Filter the items below, copying every line that holds the string "flower".
** START RECORDS FOR THIS EXERCISE **
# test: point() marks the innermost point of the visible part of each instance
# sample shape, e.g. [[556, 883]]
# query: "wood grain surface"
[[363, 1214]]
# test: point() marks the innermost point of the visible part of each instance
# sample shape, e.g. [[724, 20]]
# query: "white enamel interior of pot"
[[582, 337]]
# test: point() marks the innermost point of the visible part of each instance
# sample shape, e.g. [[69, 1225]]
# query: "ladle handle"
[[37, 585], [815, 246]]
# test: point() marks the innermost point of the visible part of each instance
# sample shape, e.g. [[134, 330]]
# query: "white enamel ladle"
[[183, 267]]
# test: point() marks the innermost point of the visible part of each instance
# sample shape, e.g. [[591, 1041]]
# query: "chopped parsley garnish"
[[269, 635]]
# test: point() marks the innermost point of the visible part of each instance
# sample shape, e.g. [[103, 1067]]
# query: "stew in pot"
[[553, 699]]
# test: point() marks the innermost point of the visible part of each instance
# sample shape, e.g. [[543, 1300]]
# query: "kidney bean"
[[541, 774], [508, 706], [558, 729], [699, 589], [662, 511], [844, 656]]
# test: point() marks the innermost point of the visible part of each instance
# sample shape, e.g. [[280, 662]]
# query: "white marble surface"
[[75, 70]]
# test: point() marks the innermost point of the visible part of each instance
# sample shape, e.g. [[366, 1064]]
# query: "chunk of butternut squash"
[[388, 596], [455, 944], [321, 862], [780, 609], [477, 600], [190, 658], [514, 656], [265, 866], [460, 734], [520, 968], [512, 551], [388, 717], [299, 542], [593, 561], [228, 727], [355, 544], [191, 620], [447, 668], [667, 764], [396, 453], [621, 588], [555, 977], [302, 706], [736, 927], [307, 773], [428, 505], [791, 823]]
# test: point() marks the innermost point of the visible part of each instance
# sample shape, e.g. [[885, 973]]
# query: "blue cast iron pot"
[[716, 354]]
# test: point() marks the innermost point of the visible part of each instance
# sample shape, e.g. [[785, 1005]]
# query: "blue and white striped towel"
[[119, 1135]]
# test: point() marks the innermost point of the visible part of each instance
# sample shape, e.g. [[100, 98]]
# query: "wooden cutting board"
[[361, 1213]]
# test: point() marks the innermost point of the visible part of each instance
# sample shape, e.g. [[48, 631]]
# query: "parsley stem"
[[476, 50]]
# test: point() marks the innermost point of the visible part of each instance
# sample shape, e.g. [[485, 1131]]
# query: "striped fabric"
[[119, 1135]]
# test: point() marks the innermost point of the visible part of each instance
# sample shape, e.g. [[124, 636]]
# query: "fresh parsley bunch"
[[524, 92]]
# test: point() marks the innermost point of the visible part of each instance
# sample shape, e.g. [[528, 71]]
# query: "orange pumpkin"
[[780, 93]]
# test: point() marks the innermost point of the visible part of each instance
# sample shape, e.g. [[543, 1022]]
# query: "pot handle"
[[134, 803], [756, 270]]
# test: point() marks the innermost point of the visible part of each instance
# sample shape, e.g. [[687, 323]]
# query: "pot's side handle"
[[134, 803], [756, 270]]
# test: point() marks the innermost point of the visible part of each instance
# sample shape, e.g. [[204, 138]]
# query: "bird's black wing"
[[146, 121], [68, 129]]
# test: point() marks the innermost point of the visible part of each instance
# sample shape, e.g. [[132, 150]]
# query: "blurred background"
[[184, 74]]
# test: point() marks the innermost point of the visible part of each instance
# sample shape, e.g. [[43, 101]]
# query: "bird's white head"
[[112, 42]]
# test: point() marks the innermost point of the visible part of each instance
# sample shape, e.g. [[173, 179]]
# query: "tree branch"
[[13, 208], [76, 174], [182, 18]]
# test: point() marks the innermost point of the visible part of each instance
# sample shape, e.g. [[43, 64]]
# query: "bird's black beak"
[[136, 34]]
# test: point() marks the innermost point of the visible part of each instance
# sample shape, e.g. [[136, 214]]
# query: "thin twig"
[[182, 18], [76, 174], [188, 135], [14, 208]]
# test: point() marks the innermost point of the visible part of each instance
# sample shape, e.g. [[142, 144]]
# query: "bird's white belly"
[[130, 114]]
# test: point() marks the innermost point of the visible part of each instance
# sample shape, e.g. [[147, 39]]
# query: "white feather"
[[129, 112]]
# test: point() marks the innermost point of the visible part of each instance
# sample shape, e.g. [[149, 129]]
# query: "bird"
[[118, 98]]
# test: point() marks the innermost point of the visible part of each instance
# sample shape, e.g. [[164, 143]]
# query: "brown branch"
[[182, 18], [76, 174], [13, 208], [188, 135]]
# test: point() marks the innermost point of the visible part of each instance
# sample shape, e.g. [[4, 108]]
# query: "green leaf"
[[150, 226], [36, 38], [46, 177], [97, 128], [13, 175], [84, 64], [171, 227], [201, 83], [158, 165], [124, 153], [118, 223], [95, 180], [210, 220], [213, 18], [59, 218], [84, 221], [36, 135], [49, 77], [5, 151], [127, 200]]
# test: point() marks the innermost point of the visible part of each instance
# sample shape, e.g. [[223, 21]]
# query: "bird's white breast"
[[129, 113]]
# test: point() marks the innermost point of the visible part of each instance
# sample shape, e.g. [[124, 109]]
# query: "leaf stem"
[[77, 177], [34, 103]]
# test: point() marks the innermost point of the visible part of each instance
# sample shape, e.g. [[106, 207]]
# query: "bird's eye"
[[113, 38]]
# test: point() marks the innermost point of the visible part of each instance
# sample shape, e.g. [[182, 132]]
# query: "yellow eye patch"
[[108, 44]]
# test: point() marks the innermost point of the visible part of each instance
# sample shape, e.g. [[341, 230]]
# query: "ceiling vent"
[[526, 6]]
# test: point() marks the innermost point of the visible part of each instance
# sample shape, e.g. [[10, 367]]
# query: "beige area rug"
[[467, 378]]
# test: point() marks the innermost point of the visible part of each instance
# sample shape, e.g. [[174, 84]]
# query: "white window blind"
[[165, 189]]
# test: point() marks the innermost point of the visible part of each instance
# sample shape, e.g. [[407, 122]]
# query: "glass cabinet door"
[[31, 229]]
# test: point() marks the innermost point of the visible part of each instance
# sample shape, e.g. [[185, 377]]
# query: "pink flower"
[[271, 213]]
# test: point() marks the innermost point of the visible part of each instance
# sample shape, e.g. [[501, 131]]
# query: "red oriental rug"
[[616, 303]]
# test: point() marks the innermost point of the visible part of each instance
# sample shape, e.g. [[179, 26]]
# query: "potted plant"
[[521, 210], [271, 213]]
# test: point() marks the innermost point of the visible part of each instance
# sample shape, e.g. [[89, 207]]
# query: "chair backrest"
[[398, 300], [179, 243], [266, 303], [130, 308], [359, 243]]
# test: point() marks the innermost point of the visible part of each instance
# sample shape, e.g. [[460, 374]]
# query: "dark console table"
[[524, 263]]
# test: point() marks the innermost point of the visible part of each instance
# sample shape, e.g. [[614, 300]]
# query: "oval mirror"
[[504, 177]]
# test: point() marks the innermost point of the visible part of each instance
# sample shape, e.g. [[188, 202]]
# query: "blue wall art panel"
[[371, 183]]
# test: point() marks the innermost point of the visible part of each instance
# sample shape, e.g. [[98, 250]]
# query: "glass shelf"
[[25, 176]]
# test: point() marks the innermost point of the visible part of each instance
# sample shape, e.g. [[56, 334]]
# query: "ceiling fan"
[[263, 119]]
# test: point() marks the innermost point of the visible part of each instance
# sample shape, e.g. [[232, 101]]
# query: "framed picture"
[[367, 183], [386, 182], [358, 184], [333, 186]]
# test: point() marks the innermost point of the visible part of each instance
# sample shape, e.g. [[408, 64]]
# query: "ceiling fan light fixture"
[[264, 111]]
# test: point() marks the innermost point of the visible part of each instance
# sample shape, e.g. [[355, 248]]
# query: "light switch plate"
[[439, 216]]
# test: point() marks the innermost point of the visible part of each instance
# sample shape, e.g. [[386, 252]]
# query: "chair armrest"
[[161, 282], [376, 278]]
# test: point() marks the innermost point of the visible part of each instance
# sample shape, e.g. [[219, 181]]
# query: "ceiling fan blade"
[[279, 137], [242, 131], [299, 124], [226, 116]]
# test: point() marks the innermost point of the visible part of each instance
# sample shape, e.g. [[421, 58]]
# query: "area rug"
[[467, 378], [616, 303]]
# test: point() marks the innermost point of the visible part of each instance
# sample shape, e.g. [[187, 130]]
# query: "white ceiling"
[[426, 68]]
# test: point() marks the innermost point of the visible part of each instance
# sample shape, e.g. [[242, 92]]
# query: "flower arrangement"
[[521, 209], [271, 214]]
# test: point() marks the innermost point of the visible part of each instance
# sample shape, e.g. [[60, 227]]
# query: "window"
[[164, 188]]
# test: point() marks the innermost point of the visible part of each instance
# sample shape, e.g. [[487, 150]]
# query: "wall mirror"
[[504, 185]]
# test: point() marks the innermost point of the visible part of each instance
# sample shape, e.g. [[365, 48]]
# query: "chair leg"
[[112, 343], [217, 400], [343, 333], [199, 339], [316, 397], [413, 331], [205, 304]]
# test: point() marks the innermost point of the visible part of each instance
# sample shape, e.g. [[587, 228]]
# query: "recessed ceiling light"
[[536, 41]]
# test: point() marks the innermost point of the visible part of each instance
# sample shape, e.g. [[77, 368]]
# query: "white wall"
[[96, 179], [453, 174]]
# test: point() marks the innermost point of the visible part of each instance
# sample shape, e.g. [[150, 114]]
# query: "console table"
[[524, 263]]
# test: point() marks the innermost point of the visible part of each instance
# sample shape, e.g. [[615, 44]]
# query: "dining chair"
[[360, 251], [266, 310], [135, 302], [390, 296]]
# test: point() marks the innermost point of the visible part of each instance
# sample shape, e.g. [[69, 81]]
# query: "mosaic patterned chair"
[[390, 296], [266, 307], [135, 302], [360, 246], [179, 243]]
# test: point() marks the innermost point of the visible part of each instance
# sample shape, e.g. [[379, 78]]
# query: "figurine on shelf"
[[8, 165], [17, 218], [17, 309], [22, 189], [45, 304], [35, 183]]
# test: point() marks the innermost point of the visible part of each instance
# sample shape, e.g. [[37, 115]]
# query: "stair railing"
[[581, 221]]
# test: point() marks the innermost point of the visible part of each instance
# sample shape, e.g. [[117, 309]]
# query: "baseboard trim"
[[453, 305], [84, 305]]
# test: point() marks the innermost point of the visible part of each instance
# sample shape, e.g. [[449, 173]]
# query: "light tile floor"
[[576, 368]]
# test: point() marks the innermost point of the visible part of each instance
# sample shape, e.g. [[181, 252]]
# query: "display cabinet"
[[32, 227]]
** END RECORDS FOR THIS EXERCISE **
→ SOLVED PROBLEM:
# query: "pink flower"
# query: "flower arrangement"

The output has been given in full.